■ Stated goal ■
Pull out every line of the data below that contains the string "print". Matching is case-sensitive.

■ Working data ■
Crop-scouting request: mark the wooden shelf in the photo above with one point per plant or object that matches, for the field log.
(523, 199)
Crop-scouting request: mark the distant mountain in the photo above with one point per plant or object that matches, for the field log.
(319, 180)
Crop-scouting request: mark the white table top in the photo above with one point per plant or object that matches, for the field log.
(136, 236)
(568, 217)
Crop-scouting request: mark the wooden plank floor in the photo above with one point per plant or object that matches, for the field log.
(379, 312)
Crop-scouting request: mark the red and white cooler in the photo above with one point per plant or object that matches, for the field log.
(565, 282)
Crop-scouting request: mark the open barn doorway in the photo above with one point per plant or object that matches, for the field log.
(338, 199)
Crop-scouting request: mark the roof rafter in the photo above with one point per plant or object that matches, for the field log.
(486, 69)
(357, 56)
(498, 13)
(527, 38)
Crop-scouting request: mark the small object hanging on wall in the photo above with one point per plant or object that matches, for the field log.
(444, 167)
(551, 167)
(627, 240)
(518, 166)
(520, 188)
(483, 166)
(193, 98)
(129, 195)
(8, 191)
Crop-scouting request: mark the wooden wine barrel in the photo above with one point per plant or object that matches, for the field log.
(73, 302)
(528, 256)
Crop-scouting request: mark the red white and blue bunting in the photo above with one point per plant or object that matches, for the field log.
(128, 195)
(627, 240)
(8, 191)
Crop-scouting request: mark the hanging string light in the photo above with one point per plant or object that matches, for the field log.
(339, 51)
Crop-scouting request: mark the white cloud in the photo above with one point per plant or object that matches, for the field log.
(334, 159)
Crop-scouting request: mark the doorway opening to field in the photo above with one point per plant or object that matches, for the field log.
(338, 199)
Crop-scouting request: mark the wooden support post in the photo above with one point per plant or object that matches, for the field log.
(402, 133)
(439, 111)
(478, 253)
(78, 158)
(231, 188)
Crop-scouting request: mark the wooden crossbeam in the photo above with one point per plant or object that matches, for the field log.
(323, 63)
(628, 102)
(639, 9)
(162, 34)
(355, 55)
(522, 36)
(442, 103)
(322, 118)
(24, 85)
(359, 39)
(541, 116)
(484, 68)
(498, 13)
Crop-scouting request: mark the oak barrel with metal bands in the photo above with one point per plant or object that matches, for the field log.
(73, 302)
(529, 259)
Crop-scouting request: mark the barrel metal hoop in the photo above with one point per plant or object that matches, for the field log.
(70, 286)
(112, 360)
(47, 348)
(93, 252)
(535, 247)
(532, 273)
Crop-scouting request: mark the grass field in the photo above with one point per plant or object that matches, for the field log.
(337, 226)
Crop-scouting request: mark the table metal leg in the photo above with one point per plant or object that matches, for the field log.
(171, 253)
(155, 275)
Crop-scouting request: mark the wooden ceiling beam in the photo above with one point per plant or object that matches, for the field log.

...

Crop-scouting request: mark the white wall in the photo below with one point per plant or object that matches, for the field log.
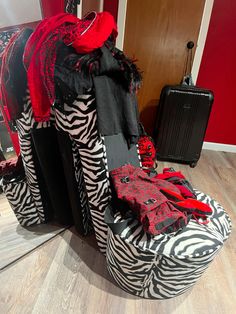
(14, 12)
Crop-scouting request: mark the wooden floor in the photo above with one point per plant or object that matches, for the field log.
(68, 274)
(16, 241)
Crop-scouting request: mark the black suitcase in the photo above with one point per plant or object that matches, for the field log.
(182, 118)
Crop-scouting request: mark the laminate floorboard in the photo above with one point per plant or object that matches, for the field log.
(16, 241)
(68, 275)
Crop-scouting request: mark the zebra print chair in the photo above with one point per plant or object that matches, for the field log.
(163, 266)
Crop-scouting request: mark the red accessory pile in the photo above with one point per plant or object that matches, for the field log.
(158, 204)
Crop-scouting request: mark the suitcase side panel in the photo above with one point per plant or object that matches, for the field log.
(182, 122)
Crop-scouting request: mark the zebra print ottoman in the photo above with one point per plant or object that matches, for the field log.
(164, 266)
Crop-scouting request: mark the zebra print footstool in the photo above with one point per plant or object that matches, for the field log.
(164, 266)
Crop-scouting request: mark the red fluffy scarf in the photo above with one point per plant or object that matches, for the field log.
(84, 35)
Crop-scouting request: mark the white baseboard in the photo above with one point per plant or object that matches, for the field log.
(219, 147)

■ Output ■
Crop-scouting request: mark the zebra print chair in the photo above with one point per plant or object that matches, for the field log.
Crop-scouting request: mark the zebra print ottoman in the photo above with one point per plant or object that matches, for the field log.
Crop-scouting request: mark the zebra print footstool in the photo above with one point per plant or object that matches, for the field log.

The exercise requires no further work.